Source records
(begin)
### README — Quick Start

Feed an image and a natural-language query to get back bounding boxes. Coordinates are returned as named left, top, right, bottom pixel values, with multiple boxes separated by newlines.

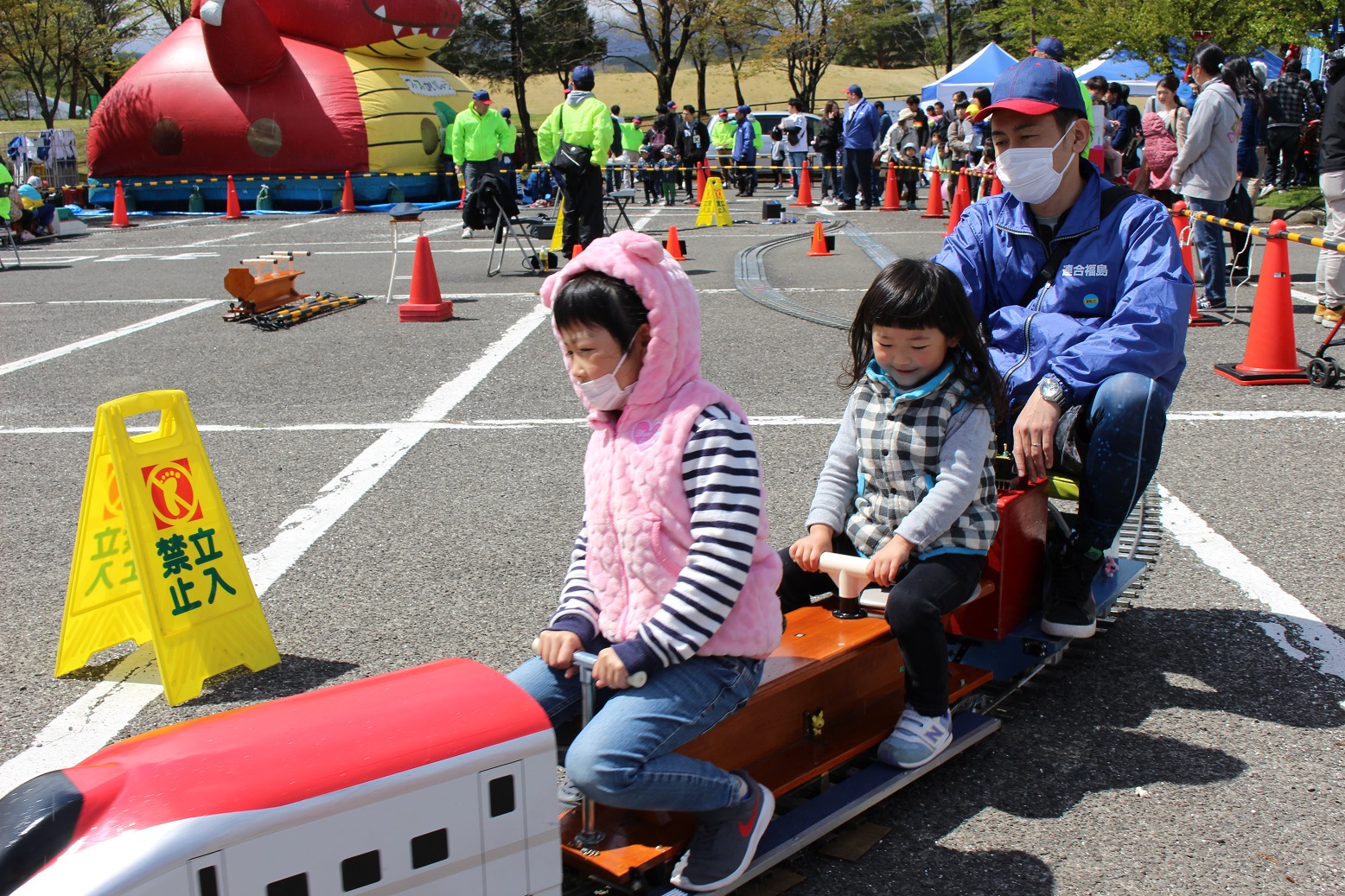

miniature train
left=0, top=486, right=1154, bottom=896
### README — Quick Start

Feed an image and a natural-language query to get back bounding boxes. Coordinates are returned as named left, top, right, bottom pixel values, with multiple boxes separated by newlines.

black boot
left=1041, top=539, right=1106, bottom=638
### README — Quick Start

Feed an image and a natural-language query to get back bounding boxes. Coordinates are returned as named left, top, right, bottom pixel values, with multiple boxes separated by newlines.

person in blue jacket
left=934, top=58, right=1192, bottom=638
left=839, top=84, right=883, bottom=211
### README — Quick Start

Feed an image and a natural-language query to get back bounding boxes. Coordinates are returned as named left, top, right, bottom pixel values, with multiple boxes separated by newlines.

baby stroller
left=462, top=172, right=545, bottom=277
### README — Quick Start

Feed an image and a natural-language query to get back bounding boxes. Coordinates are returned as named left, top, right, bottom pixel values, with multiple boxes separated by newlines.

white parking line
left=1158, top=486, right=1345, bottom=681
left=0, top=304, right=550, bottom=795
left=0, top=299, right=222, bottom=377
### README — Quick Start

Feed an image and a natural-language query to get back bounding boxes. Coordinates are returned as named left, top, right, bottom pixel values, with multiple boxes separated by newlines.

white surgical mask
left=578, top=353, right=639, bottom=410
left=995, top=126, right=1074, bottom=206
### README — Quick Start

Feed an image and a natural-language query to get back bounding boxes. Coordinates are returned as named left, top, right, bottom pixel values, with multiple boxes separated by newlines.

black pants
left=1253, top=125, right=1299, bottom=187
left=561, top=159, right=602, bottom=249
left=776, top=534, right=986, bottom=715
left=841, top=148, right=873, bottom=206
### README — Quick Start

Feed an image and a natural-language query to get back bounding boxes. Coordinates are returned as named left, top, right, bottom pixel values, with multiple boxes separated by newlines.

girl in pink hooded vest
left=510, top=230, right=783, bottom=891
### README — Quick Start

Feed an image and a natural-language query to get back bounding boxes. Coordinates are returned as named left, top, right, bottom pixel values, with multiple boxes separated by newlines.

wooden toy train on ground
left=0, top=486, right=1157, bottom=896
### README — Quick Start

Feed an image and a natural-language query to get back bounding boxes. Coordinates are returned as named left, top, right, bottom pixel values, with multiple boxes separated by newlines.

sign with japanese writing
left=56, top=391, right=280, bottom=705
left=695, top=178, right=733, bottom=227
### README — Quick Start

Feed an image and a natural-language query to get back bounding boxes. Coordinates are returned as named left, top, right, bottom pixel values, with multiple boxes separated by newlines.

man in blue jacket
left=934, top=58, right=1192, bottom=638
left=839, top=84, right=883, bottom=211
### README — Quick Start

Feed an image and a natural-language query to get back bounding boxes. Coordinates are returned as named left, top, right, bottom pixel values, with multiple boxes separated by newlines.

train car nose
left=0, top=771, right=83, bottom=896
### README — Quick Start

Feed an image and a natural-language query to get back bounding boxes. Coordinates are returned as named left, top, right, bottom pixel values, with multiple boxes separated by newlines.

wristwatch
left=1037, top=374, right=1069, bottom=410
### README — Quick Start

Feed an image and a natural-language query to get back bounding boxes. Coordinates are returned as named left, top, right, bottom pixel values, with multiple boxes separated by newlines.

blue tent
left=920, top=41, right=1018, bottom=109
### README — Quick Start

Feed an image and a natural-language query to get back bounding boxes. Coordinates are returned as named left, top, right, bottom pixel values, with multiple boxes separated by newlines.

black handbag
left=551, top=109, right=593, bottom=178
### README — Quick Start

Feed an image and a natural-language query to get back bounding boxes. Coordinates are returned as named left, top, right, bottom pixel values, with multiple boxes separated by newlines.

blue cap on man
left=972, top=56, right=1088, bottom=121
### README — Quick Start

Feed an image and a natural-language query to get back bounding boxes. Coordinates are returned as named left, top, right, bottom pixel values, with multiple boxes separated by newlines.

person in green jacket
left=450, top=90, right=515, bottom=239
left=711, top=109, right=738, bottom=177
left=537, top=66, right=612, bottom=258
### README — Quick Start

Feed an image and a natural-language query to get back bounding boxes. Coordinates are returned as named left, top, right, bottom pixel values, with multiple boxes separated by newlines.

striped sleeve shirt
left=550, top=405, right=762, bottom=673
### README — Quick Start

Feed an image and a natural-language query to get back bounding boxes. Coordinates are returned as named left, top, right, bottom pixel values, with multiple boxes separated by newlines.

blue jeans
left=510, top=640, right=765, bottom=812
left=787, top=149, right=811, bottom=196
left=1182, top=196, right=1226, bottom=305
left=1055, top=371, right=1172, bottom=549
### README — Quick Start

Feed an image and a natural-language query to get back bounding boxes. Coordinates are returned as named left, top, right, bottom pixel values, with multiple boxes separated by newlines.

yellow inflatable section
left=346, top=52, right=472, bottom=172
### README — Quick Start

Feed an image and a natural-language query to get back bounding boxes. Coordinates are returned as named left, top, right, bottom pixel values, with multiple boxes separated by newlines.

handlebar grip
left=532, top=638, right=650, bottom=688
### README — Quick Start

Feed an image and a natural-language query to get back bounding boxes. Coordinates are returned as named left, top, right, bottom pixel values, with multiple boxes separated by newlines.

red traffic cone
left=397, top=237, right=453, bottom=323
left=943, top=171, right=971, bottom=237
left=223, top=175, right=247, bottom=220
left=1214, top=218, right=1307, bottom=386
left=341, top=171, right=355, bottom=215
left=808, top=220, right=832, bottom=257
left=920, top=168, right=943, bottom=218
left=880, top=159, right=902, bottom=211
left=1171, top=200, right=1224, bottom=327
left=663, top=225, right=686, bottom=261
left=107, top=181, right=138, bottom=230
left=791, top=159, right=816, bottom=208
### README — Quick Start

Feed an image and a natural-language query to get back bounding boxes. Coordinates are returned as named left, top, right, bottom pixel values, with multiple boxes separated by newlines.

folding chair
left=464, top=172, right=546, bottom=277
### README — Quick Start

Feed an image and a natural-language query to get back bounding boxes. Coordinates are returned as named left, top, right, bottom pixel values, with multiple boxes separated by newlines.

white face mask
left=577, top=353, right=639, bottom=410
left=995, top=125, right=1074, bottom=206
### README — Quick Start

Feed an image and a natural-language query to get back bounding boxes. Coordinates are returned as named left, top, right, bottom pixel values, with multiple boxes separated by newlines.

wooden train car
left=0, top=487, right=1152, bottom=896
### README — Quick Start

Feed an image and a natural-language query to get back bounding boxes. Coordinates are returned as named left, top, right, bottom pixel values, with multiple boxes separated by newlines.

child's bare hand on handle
(end)
Copy the lines verbatim, starting from the first line of the records and stopping after the line that contains "left=0, top=486, right=1154, bottom=896". Omit the pictures from your copy.

### README — Quick Start

Feed an image and a natural-language query to get back bounding boxes. Coordinates are returned as named left, top, right, bottom pixel values, with multiple boxes separated by newlines.


miniature train
left=0, top=486, right=1154, bottom=896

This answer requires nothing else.